#### [Exercise aim]
Once the pictures are set aside, transcribe the remaining data exactly.

[Stored items]
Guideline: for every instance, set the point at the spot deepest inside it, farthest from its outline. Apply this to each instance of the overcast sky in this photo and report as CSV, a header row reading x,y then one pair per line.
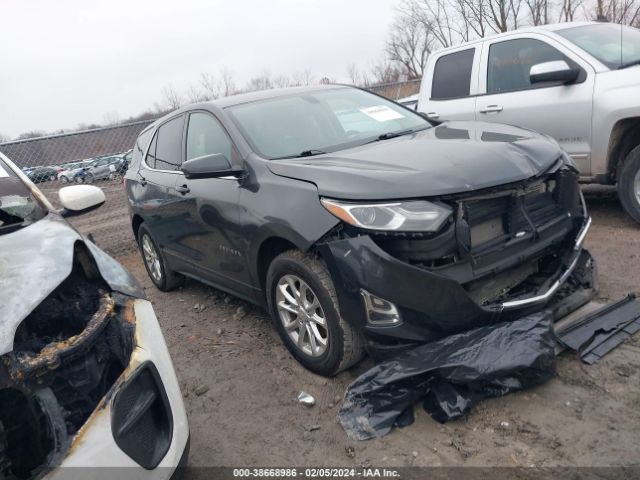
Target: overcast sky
x,y
65,62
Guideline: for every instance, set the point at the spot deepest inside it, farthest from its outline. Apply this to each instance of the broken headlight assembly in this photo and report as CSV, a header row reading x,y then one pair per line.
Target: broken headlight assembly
x,y
401,216
67,357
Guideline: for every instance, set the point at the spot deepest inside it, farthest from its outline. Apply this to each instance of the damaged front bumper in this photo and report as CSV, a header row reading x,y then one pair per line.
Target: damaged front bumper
x,y
89,381
94,446
428,304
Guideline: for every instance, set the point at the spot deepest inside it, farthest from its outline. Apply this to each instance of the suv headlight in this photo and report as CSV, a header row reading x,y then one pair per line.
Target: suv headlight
x,y
409,216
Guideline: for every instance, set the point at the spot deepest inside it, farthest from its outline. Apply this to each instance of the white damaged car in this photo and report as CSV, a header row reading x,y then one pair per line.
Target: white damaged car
x,y
86,379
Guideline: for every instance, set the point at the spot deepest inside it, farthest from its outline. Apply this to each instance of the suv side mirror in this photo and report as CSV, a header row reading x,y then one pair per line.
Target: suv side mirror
x,y
78,199
208,166
557,71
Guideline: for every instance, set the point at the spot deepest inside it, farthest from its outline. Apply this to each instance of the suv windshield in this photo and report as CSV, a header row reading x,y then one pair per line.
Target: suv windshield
x,y
614,45
320,122
18,206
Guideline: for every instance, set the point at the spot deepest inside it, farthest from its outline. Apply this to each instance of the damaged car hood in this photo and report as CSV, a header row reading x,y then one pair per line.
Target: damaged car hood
x,y
453,157
35,260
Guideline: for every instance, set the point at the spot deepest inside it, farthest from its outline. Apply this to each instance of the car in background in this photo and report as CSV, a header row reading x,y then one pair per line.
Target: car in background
x,y
86,379
410,101
99,168
42,174
356,222
67,174
578,82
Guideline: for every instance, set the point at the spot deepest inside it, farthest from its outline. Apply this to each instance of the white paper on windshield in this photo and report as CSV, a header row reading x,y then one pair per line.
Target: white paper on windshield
x,y
381,113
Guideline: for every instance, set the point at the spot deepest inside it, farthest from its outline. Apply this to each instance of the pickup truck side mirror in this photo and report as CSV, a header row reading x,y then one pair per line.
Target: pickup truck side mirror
x,y
209,166
558,71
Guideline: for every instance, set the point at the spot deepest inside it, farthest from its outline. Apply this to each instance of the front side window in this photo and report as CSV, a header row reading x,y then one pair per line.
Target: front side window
x,y
614,45
320,121
140,147
19,207
205,136
452,75
168,152
510,63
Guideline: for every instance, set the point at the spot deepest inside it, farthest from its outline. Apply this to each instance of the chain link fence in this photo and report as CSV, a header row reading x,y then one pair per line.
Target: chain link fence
x,y
99,156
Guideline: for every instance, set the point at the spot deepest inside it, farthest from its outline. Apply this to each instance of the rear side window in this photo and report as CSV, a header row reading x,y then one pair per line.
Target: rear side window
x,y
168,145
510,63
150,160
205,136
452,75
139,148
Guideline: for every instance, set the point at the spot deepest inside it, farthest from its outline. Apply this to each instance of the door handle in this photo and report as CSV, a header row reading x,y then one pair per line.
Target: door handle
x,y
491,109
183,189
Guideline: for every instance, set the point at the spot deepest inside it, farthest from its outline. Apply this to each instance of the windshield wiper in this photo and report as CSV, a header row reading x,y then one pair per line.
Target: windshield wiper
x,y
304,153
629,64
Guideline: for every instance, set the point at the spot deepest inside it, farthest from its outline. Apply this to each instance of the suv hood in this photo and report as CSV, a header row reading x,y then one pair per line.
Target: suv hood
x,y
450,158
35,260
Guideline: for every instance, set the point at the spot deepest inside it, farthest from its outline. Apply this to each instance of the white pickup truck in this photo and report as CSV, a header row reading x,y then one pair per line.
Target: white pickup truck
x,y
577,82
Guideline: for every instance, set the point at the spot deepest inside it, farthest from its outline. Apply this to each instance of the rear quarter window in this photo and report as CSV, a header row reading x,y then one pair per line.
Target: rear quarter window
x,y
452,75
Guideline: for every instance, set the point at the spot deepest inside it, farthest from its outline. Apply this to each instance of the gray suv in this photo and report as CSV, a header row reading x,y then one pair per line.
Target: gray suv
x,y
577,82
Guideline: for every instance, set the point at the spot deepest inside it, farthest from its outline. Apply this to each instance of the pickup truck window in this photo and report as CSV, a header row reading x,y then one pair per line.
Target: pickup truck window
x,y
510,63
452,75
614,45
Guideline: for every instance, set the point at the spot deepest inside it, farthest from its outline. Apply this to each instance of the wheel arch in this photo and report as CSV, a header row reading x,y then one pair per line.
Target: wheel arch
x,y
136,221
625,136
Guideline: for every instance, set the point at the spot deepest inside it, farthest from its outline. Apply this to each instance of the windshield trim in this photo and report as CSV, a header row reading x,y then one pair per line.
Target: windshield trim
x,y
328,149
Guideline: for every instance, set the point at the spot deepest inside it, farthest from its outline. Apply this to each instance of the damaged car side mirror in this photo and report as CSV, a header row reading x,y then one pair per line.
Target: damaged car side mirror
x,y
78,199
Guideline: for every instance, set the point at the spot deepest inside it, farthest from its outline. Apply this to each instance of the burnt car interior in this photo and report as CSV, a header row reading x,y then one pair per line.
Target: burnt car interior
x,y
68,353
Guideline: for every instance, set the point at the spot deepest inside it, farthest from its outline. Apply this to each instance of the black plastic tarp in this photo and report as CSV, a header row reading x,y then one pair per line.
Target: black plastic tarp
x,y
450,375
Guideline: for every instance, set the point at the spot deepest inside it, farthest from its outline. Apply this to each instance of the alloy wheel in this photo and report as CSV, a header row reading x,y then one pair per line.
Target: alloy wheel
x,y
302,315
151,258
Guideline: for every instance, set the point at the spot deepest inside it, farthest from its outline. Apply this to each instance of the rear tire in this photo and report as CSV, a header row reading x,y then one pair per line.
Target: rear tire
x,y
629,184
160,274
294,271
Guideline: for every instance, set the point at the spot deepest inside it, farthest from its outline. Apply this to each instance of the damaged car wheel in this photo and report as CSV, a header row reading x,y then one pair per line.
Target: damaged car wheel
x,y
302,302
161,275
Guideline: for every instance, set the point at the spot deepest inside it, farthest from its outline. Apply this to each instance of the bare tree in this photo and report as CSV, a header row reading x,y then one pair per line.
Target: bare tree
x,y
227,83
568,10
196,94
172,98
260,82
35,134
620,11
384,71
281,81
305,77
111,118
410,43
538,11
210,85
357,76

#### [The answer]
Guideline: for every instance, set the point at the spot deepest inside it, farthest from its outline. Apply this to each instance of the overcast sky in this photo and report as CSV, a header row reading x,y then one pair per line.
Target: overcast sky
x,y
65,62
Guideline: for every instance, set the point at the spot deepest inside it, farthest from its outline. Apply this to each instance of the broken headlight assembly in this photo and report as CSV, a header row reading x,y then one pair per line.
Target: broken headlight assembly
x,y
401,216
67,357
Guideline: for every instance, set the point at the spot deepest inside it, farthest from its outline. Apply this to each instance of the damaged front bumper in this photo and report as CSV, a header row reading x,y then one pair per line.
Target: damaged front bumper
x,y
89,381
94,446
428,304
Guideline: for every instance, set the point at the spot deepest inside it, farthest from its outline. Apply this to each instance of the suv headlight in this photo and report as CSV, a header row reading x,y then one pair per line.
Target: suv headlight
x,y
409,216
Guideline: for every instance, set the point at the spot deepest inside it, farthest from its outline. Apply this to each instance of the white damaged car in this photo and report as CSV, a header row reading x,y then one pair per line.
Target: white damaged car
x,y
86,379
Guideline: for every instance, set the point at the spot deepest inside it, farthest from its outline. Apply this to each instance of the suv side mirror in this photo and report as CSV, a header row reading x,y then one pair per line.
Target: suv side mirror
x,y
78,199
208,166
557,71
Guideline: for every instance, set the point at the spot deepest inside it, farthest from its outline. Apply this to each instance of the suv windshield in this photo and report as CSV, a header row reading x,y then one pair per line.
Target: suv windshield
x,y
614,45
320,122
18,206
Guideline: for every instance, set the point at the spot deepest inside it, farthest from its outline. Apply this to each instance of the damaged car hood in this photo and report as CSV, a header row reading x,y then one pair per line.
Target: damaged car hood
x,y
453,157
35,260
Guideline: for every instance, set the point at the spot deepest inside it, farthest from its outline. Apply this to each instance of the car in background in this photo and report as CSV, a header row reading x,y then one pair per line.
Target: car in background
x,y
86,379
410,101
99,168
42,174
356,222
67,174
578,82
Guideline: for every instance, set the point at the spot deepest inside it, farthest from its outline. Apply this to each instance of the white paper on windshield in this photo and report as CSV, a header row reading x,y then one pair per line.
Target: white paper on windshield
x,y
381,113
Guideline: for every instance, set the point at the spot deepest inside it, farthest from its outline. Apply this to each instance of the pickup truck side mirror in this photo and report as CSV, a header row reading x,y then one pair per line.
Target: pickup truck side mirror
x,y
209,166
558,71
Guideline: for every instance, set the point at the spot deepest inside it, farthest from its outline. Apply this to each instance of the front side window in this photo and report as CSV, a header row reading x,y then one pair per line.
Target: front side window
x,y
614,45
320,121
140,147
19,207
205,136
452,75
168,152
510,63
Guideline: for every instance, set the point at the spot deepest inside it, farthest from its outline. Apply this to each instance of the chain link fence in this photo and report as CSV, a header row reading x,y then one pair per line.
Target: chain link fence
x,y
99,156
Guideline: for every instance, set the point at the spot deepest inside it, farthest from its outline. Apply this to each instance of the rear side window in this photo and report as CSV, a header row reading x,y then one pair per line.
Target: rear side window
x,y
168,145
510,63
150,160
205,136
452,75
139,148
Guideline: for every instance, set the point at the spot deepest inside it, farthest from its outline. Apply this to each instance of the door handle in this photo and report as CSV, a header row reading x,y then one pair per line.
Target: door handle
x,y
491,109
183,189
Guideline: for every instance, set the point at the spot deepest inside it, farthest from its outline. Apply this to each instance of the windshield wiper in this photo and report as CSV, a header row reading x,y then one pair per line.
Target: windshield wiper
x,y
304,153
629,64
Guideline: for every instance, set the point at the spot deepest inside it, farthest from its outline. Apply this to each instance of the suv hood in this photo and report as CSV, a header row reading x,y then one pair per line.
Target: suv hood
x,y
450,158
35,260
Guideline: for every instance, set the point at the spot deepest inside it, farthest from its outline. Apply this to each instance of the white pickup truck in this photo and report as CSV, a header row reading x,y then one pair per line.
Target: white pickup truck
x,y
577,82
Guideline: for every instance, set the point at the spot deepest inside it, farthest from its outline. Apply this to each instance of the rear quarter window in this photo and report as CSV, a header row reading x,y then one pair per line.
Target: rear quarter window
x,y
452,75
Guideline: for every instance, set the point at the spot deepest inside it, farthest from its outline. Apply this to each instance of the gray suv in this photo and report as CSV, a header row reading x,y then one pair per line.
Target: gray suv
x,y
577,82
Guideline: for every instance, set the point at the spot deepest inside it, farthest from its outline. Apply this to each instance of the pickup truck window in this photo and report as CSV, a header row reading x,y then one pair per line.
Target: pickup truck window
x,y
510,63
452,75
614,45
Guideline: for every instance, set the point at the spot deepest inside it, farthest from its outline. Apply this to each instance of the wheel arch in this photo and report as CSV, a header row reading x,y then one pair per line.
Target: wheel arch
x,y
136,221
625,136
Guideline: for every instance, set the point at the spot deepest inside it, farthest from its outline. Apply this to each instance of the windshield trim in this photo and report as CSV, a header row reading x,y then one pair per line.
Target: windshield trim
x,y
328,149
Guideline: for every instance, set the point at the spot deepest inside it, farthest from its outline. Apply this to each instance of the damaged car side mirror in this photo and report as CSV, a header row reading x,y then one pair per line.
Target: damaged car side mirror
x,y
78,199
Guideline: for every instance, set the point at the spot deepest inside it, farthest from its outline. Apply this to each instance of the burnt car interior in this photo and report as CSV, a header row reading x,y then one pair per line.
Target: burnt car interior
x,y
68,353
Guideline: for every instance, set the point at the spot deepest inside it, farthest from its outline. Apply this to each instance of the black plastic tarp in this photo and report as CSV, a header row reading x,y then one pair per line.
Target: black plastic tarp
x,y
450,375
Guideline: for every instance, set the point at the spot deepest inside it, farthest from its outline. Apply this to each instance of the alloy wheel in this photo and report as CSV, a header row reading x,y then one pair per line.
Target: alloy wheel
x,y
302,315
151,258
Guideline: for every instance, set the point at the spot deepest inside it, farthest from its outline. Apply this to each instance of the rear tire in this photo and report as CSV, a header row reading x,y then one pair per line.
Target: rear tire
x,y
629,184
160,274
294,271
Guideline: for every instance, set the point at the spot deepest inside it, farthest from its outline. Apply this to each instance of the damaged car wheel in this photo and report as CSV, a header row reading x,y then one pair per line.
Target: damaged car wheel
x,y
302,302
161,275
Guideline: for every instance, set the point at the spot deepest inside it, farthest from its outline. Apply this to each instance of the bare tree in this photo and report as CSV, a header row reading x,y then one pair per line.
Target: bare tree
x,y
227,83
568,10
196,94
172,98
260,82
35,134
620,11
384,71
281,81
305,77
111,118
410,43
538,11
210,85
357,76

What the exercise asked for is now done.